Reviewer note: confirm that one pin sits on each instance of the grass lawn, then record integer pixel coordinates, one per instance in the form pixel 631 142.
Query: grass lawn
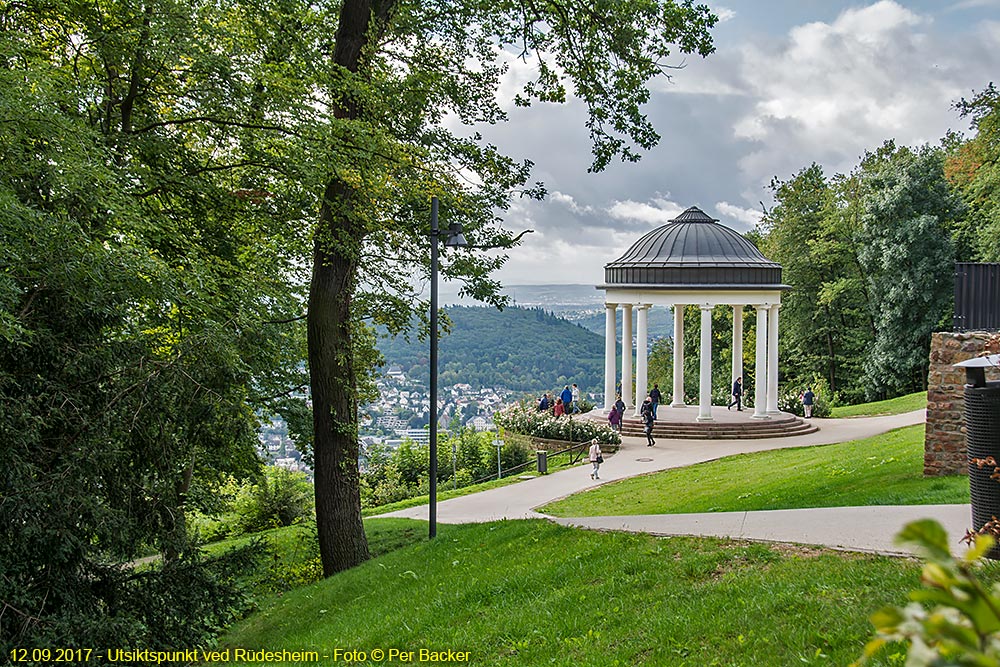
pixel 532 593
pixel 893 406
pixel 884 470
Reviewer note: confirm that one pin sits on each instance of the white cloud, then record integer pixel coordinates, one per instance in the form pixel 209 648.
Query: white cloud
pixel 724 13
pixel 660 211
pixel 747 216
pixel 570 202
pixel 974 4
pixel 830 91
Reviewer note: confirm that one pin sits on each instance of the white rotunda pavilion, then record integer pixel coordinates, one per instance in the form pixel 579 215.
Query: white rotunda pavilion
pixel 692 260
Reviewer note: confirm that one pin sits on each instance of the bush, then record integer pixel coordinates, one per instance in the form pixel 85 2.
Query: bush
pixel 789 399
pixel 955 618
pixel 281 498
pixel 526 419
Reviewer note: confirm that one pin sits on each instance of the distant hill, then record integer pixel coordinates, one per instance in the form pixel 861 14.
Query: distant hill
pixel 580 304
pixel 525 349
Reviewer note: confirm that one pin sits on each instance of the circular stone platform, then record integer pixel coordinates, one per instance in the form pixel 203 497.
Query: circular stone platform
pixel 682 423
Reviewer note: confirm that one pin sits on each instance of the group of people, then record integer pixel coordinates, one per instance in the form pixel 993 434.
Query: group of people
pixel 567 401
pixel 647 412
pixel 807 397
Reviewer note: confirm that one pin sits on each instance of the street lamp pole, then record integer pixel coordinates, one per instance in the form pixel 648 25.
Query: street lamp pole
pixel 434 413
pixel 453 239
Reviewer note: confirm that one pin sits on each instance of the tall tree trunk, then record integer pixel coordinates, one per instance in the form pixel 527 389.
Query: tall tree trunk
pixel 342 540
pixel 336 255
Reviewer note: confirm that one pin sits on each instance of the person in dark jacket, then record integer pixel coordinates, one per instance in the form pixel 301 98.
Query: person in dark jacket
pixel 737 395
pixel 567 397
pixel 808 398
pixel 655 396
pixel 615 419
pixel 646 411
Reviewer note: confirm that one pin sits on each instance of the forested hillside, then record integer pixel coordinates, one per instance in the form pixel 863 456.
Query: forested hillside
pixel 526 349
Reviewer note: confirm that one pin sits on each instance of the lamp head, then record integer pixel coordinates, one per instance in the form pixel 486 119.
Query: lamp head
pixel 455 238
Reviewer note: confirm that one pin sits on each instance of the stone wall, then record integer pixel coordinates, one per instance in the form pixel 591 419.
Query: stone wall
pixel 944 442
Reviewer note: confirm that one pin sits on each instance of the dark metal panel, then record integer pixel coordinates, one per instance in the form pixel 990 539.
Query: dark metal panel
pixel 977 297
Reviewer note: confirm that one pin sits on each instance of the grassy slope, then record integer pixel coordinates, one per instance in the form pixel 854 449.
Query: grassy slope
pixel 893 406
pixel 529 593
pixel 883 470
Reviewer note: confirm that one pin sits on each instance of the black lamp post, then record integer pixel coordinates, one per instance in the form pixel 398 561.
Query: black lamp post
pixel 453 238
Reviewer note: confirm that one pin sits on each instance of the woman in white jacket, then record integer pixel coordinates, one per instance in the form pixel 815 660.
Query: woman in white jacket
pixel 596 458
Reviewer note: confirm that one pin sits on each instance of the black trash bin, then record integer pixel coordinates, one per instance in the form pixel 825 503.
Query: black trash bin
pixel 982 440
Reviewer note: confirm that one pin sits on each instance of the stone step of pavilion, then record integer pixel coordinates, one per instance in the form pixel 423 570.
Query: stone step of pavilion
pixel 765 428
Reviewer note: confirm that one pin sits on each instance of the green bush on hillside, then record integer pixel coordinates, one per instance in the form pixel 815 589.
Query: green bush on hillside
pixel 789 399
pixel 391 475
pixel 526 419
pixel 281 498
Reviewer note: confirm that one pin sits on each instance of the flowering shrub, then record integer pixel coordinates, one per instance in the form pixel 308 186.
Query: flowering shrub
pixel 524 418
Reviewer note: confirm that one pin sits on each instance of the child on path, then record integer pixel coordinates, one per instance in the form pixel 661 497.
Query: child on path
pixel 596 458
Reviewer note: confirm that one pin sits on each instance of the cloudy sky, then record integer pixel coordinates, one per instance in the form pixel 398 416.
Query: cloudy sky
pixel 791 82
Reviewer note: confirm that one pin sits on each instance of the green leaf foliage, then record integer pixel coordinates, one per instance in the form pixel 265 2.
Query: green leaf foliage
pixel 145 265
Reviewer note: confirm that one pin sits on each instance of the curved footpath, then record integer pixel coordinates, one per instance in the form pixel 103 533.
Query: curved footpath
pixel 869 529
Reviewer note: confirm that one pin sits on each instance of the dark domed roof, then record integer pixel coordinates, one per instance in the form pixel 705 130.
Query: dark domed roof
pixel 694 250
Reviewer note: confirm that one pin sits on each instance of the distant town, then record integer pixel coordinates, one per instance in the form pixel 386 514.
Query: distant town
pixel 401 412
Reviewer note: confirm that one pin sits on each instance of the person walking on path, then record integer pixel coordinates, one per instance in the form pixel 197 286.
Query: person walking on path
pixel 620 406
pixel 567 396
pixel 646 412
pixel 655 395
pixel 808 398
pixel 596 458
pixel 615 419
pixel 737 395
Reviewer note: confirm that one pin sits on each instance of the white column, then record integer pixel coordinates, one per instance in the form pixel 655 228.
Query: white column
pixel 641 355
pixel 627 354
pixel 610 365
pixel 760 374
pixel 678 401
pixel 705 372
pixel 737 344
pixel 772 360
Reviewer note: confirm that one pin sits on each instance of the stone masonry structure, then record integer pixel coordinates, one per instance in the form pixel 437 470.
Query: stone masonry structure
pixel 944 442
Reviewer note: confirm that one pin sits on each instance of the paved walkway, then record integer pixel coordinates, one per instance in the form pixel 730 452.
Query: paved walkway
pixel 852 528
------------------------------
Objective> Please write out again the part of the listing above that starts with the line containing "pixel 265 2." and runs through the line containing "pixel 145 265". Keep every line in that part, and raise each pixel coordinate in the answers by 128 while leaving the reviewer note and its sample coordinates unchanged.

Exercise response>
Reviewer note: confirm that one pin sits on each instance of the green leaf foliage, then record integer pixel coordinates, one per instance in the form pixel 265 2.
Query: green leaf foliage
pixel 273 393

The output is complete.